- _TEXT BLOCK_:

---

Friday, December 31, 2010
Again!?
So going right into my blogging story then. It all started in July. When I was in BC on Rabbit Island. A lot of things commenced there...in theory. I had a lot of revelations there which in turn lead to a lot of changes and new things happening. Before I was on Rabbit Island I was feeling very discouraged about my work, very uninspired. However while I was on Rabbit Island one night at dinner (we ended up having supper very late there both nights I stayed) someone, me or my dad, I forget, let slip that I wanted to be an author. That made for an abrupt subject change, everyone was asking me questions and was GENUINELY interested! It was great! It was so powerful that suddenly I felt powerful! As if I could write anything and it was become a hit! It was these five strangers (six later that evening) who believed in me. That's what I felt, I didn't get any questioning to if my work was good, no scolding that an author was not a sensible career, disbelief. None of that which I had recieved back home from my family! There was one man there named Bruce who even swapped plot ideas with me! We talked about writing a mystery, something I was, and still am, scared to write because I don't believe I am smart enoughg to write a captivating, secretive, mystery plot, but at that moment I could have written one! That is what support does to you, I went from shy and embarassed about my dreams being revealed to suddenly telling everyone at the table about the stories I have written! It was truly a great memory.
However that does not explain why I started blogging, that came later that night while I was talking to an inspiring woman named Michelle (for privacy reasons I will not give her full name). She used to be a teacher but now spends her days living in Panama with a MONKEY. She was very inspiring, her and I sat down on the couch and talked for an hour, at least, about my writing! She gave me great advice about which genre I should persue and how I should go about it. She listed off authors I had never heard of and told me I needed to read their material! Before we parted that night we swapped email addresses but not before she gave me one more piece of advice on how to get myself out there. BLOGGING! So that is how I got on here but of course I am going to ram le on for another five minutes about other stuff.

---

- _TASK LIST_:
A – Condense the paragraph of the blog post that begins "However that does not explain" into a short bulleted list that keeps its main facts.
B – Proceed with the blog post about how it came to be written, starting after its final sentence.
The rows that come next were taken from a separate source.

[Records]
---

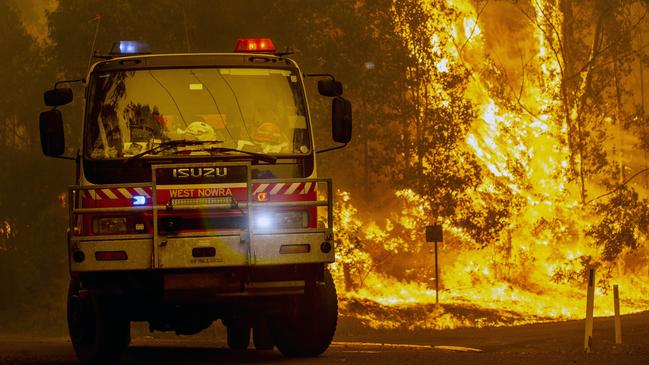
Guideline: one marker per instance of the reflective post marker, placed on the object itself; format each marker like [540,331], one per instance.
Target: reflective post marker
[618,323]
[435,234]
[590,299]
[436,277]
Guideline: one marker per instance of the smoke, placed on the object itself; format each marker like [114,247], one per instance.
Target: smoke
[33,16]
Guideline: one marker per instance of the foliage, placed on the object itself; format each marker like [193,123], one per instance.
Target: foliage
[623,223]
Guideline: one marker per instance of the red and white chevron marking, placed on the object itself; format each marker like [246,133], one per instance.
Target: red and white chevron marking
[116,193]
[285,188]
[128,193]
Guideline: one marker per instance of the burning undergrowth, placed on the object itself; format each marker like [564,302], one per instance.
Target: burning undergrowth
[530,189]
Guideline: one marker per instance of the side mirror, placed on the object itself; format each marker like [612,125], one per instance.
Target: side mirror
[341,120]
[58,96]
[52,137]
[330,87]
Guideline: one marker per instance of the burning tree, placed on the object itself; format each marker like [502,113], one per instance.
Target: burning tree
[519,149]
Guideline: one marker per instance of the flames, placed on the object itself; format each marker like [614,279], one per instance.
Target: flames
[534,271]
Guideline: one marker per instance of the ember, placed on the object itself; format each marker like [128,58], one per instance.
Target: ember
[529,144]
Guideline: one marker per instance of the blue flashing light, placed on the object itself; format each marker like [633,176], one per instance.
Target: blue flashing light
[130,47]
[139,199]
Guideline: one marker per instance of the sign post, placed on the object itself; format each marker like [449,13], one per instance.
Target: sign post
[435,234]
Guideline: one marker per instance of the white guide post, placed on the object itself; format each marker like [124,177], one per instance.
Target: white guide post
[618,323]
[590,299]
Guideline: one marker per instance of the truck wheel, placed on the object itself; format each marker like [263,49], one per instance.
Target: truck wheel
[261,336]
[238,335]
[310,329]
[99,333]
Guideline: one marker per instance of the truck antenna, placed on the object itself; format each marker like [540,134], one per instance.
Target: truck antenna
[94,39]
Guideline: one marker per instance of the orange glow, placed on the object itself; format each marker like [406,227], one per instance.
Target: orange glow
[535,269]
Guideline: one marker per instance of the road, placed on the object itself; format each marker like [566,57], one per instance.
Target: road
[549,343]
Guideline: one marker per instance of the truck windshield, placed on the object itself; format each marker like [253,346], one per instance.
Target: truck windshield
[251,109]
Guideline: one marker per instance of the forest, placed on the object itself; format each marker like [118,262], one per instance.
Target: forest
[520,126]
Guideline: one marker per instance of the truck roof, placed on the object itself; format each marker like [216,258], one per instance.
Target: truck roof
[188,60]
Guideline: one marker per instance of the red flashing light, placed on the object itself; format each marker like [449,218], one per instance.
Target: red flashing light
[255,45]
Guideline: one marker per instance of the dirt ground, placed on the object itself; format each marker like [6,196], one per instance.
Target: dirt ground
[546,343]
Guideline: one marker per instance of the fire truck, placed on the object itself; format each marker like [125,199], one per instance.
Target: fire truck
[197,199]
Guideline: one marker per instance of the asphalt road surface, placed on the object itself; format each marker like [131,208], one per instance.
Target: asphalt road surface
[549,343]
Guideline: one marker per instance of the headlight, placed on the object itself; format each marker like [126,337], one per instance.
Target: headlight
[109,225]
[282,219]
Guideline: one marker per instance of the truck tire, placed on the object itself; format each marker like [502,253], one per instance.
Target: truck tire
[238,335]
[99,333]
[309,330]
[261,336]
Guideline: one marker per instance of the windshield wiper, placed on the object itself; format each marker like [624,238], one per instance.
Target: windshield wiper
[258,156]
[164,146]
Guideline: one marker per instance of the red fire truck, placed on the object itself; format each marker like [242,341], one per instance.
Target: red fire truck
[196,199]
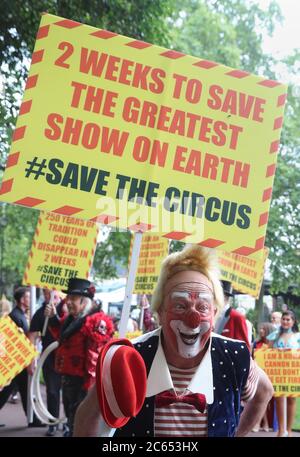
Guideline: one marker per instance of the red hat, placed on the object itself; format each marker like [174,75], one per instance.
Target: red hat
[121,379]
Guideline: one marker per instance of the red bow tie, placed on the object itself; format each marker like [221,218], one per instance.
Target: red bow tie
[167,398]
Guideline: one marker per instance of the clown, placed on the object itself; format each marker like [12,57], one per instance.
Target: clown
[82,334]
[197,382]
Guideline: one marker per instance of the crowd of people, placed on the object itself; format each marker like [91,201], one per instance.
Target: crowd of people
[196,360]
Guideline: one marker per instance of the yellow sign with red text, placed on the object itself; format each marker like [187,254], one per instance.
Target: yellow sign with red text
[63,247]
[152,252]
[244,273]
[283,369]
[16,351]
[144,138]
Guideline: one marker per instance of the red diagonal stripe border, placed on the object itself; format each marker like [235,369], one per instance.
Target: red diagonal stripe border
[104,34]
[170,54]
[269,83]
[43,32]
[176,235]
[12,159]
[237,74]
[104,219]
[6,186]
[37,56]
[67,210]
[19,133]
[68,24]
[138,44]
[29,201]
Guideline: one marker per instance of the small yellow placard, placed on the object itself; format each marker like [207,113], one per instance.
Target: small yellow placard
[153,250]
[283,369]
[245,274]
[145,138]
[63,247]
[16,351]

---

- _RESULTS OF THE TASKS_:
A –
- The blogging began after a conversation later that night with a woman named Michelle, whose full name is withheld for privacy.
- Michelle, formerly a teacher, now lives in Panama with a monkey.
- The two sat on the couch and talked about the writer's work for at least an hour.
- She advised on which genre to pursue and how to go about it, and she listed authors the writer had never heard of and should read.
- Before parting, they swapped email addresses, and her final advice for getting out there was to start blogging.
- That conversation is how the blog came about.

B –
It was those people on the island, Dave, Osa, Dave Two, Bruce, his brother and ESPECIALLY Michelle, who helped me get back into my writing spirit. I don't know if I still would be writing if it wasn't for their advice. I was at a point where I really had given up hope, after I had finally told everyone I wanted to be an author (which took almost a year) all anything anybody told me was negative! They told me I would never make it and should rethink things. I tried to stay positive, I did. Writing was what I wanted to do and I was still hoping that my family would see and accept that! But the last straw was when I saw my grandmothers face slip from a beaming smile to a grimace when I told her I wanted to write. That was it, I was hurt immensely and it wasn't until I was on the island that I regained all the courage my family had destroyed. So now I have the attitude that I am writing for myself and o my myself. I am goi g to do what makes me happy, not what makes my family happy. Sure I still have my doubts but for the most part, thanks to the wonderful people on Rabbit Island I am writing and confident again!
So that's my ramble of the week! Happy new years!
Memo to self-- Backdoor of Midnight was an amazing book! Read more by Elizabeth Chandler.
Goodbye 2010.
Tuesday, December 28, 2010
Yup pretty sure I am back.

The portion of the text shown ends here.